I stumbled upon a blogger called "Jess in Process" -  she's a writer and mother who recently lost her 4 year old, Henry, to brain cancer.  She is vulnerably and publicly processing through her grief and ache and inexhaustible loss by writing on her blog: about the world and senseless suffering and how God can somehow, without pre-ordaining anything evil, still bring meaning and purpose through it.  I appreciate the work of Ivy league educated theologians and how they shape the way we see God and the world, but sometimes I more appreciate the "back-door theology" of mothers who suffer great loss, walk with God through it, and let us in on those conversations.

Another blog that I've been following closely for the past year is a real-life friend of mine, Michaela Evanow.  Michaela and her husband live in Vancouver, Canada, and she's one of those people who sees the world as if its all lit up. We traveled for a year in community together when we were both younger and single-er, drinking chai on back streets and designing tailor-made punjabis, laughing and crying lots.  She's passionate and fiery, a lover of tastes and textures and colours and sounds, her writing brings you in close whether she is sharing a new recipe or writing about her baby girl, Florence Marigold.  When Florence was 3 1/2 months old Michaela noticed she wasn't meeting some milestones and a fairly routine check-up resulted in Florence being given the diagnosis of SMA, Type 1.  Florence turned one in March and is thriving.  I was able to spend a few hours with her and Michaela this December.  Florence is one of those soul-searching children, with eyes that will change you if you look at them for too long; she is a little girl who knows a lot.

Michaela has been on a journey that I don't know anyone else on.  And she writes about it.  She is living in the dynamic, painful tension of trusting that it's God's will to heal Florence and asking for and expecting that healing to come daily while also loving Florence exactly how she is, noticing and celebrating the small victories although her experiences are nothing like those of moms around her.  And while Florence is completely dependent on Michaela, lacking the strength to do very much at all for herself, as I've read Michaela's words this year I can see that Florence is saving her.  Florence's condition has opened Michaela's heart up wide, to depths I can't imagine, and Michaela writes with brutal honesty: about her dreams, what she feels God speaking, her darkest fears, and the sunlight and shadows that make up her every day.  Florence is saving Michaela because Michaela is "loving past the pain and in the weakest places".  And that's what makes us all more fully who we are meant to be.

This is a week full of suffering, as most of the world's weeks have always been since she was born.  Bombs rip through our bodies and sense of safety, devastating so many families in so many parts of the world.  Mothers weep for children with blood on their bodies and blood on their hands.  The world is a dreadful place most of the time, and somehow it's still glorious and worth risking to love.  I write from a privileged place with my basic needs met and also my deeper needs of community, love, acceptance and space to create and give of myself.  My children are alive and close to me, my husband is faithful and caring, always non-violent in word and action.  These are things that I cannot take for granted, not when mothers weep in Baghdad, in Boston and Somalia, in Texas and South Africa, in Burma, Afghanistan and every other country on this raging planet.  It's a few months later, but I stand by what I wrote after the December mass shooting in Newtown, Connecticut.  My hope is not in more guns (and not even in less guns), not in border control or religious uniformity.  My hope is in a Mother's love that will save the world.

Activity » Duplicate the stretch of the post on mothers and loss from "I stumbled upon" through "on those conversations.", word for word.

Dataset »
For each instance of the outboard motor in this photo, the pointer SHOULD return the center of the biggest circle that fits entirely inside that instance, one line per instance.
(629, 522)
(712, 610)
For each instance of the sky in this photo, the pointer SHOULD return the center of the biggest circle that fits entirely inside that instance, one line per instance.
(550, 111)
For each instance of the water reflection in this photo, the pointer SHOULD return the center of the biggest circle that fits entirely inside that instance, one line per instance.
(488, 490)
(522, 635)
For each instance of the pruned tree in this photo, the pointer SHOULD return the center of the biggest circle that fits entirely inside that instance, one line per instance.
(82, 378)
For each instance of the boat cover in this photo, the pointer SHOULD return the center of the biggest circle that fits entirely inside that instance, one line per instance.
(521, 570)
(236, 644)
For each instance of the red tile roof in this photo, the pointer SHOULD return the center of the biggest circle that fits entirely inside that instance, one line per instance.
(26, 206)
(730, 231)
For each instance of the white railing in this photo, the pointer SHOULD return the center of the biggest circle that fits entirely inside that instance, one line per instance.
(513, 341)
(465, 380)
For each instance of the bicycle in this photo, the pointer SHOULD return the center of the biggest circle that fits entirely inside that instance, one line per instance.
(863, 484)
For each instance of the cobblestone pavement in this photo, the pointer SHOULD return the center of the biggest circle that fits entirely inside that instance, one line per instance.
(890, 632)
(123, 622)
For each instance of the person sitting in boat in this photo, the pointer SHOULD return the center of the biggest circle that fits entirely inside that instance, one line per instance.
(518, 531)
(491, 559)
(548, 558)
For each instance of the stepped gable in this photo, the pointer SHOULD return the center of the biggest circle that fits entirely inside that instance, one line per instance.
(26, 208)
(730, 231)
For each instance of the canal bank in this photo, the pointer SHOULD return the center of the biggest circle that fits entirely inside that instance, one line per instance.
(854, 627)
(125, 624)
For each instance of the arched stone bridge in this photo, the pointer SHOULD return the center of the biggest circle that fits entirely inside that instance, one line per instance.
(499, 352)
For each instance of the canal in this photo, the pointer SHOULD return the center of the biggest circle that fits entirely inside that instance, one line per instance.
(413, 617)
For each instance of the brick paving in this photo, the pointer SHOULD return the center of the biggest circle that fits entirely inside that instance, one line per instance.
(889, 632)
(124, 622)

Solved exercise »
I stumbled upon a blogger called "Jess in Process" -  she's a writer and mother who recently lost her 4 year old, Henry, to brain cancer.  She is vulnerably and publicly processing through her grief and ache and inexhaustible loss by writing on her blog: about the world and senseless suffering and how God can somehow, without pre-ordaining anything evil, still bring meaning and purpose through it.  I appreciate the work of Ivy league educated theologians and how they shape the way we see God and the world, but sometimes I more appreciate the "back-door theology" of mothers who suffer great loss, walk with God through it, and let us in on those conversations.